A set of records
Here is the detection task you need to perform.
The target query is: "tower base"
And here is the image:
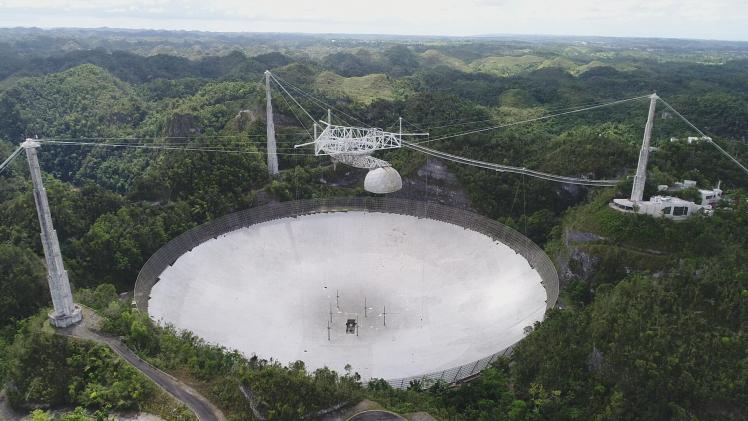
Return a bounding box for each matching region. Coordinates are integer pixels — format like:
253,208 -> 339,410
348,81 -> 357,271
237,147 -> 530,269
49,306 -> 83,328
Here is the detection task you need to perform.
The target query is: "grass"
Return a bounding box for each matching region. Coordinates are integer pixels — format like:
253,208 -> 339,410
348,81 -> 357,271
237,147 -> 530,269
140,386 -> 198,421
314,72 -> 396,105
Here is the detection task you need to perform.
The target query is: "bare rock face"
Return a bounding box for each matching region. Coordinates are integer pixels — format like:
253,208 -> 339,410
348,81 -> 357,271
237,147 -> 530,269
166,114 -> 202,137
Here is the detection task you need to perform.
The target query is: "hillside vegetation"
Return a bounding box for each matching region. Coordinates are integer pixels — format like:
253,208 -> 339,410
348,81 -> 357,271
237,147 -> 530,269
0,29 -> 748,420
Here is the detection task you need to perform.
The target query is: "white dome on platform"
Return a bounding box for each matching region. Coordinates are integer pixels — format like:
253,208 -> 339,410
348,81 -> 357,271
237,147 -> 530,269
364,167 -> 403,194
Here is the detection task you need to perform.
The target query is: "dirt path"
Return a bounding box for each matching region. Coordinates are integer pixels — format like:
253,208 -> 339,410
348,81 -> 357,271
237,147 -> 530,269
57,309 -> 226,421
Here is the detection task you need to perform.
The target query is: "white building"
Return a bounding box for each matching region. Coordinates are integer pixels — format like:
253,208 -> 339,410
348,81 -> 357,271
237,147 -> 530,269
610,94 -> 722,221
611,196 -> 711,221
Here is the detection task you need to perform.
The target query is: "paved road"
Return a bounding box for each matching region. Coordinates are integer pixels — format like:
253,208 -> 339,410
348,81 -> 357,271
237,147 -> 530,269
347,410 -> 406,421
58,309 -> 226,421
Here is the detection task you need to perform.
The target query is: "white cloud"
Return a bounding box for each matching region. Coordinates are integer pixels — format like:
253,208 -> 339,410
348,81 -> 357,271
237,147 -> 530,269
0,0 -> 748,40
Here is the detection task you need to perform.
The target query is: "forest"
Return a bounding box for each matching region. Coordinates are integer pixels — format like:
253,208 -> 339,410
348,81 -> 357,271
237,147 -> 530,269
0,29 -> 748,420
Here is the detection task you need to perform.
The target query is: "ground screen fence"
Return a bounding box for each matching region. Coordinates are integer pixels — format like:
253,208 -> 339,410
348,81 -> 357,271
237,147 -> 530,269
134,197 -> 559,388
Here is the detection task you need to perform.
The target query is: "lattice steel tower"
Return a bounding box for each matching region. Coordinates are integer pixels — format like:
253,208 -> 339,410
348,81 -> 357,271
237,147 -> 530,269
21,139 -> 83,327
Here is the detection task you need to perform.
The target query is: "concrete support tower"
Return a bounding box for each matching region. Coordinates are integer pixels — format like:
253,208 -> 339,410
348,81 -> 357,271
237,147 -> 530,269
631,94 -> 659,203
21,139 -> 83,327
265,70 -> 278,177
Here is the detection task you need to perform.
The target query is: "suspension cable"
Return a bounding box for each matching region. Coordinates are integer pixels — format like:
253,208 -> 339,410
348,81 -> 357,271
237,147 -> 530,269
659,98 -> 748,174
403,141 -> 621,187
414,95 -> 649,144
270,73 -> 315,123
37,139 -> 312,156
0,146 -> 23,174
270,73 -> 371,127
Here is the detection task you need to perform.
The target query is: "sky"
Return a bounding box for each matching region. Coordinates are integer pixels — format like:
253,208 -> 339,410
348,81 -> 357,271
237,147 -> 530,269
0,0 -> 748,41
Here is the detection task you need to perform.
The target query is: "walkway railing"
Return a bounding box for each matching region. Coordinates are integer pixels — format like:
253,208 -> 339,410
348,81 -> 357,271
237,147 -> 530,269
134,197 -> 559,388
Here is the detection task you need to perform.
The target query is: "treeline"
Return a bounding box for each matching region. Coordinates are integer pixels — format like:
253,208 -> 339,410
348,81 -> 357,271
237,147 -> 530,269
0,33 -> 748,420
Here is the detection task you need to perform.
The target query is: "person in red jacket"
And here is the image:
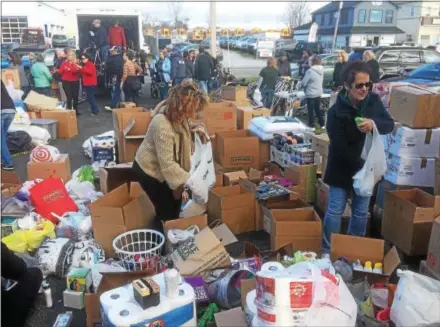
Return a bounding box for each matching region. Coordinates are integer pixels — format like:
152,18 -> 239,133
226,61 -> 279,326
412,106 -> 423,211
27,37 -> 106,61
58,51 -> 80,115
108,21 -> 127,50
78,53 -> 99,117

WHAT YOU ARE ASKED TO DO:
Rewrite every line from the start of the items through the line holding "49,306 -> 83,328", inclusive, requests included, with each bounding-box coordinate in the answers increased by 111. Leave the pictures out.

WRITTEN SOLUTION:
Here is the detection task you need to perform.
The target query is: "tower base"
And here is the image:
Return a bounding box for each matching region. Coordinates are integer pixels — format like:
253,208 -> 339,410
348,81 -> 357,271
237,147 -> 530,269
160,417 -> 194,439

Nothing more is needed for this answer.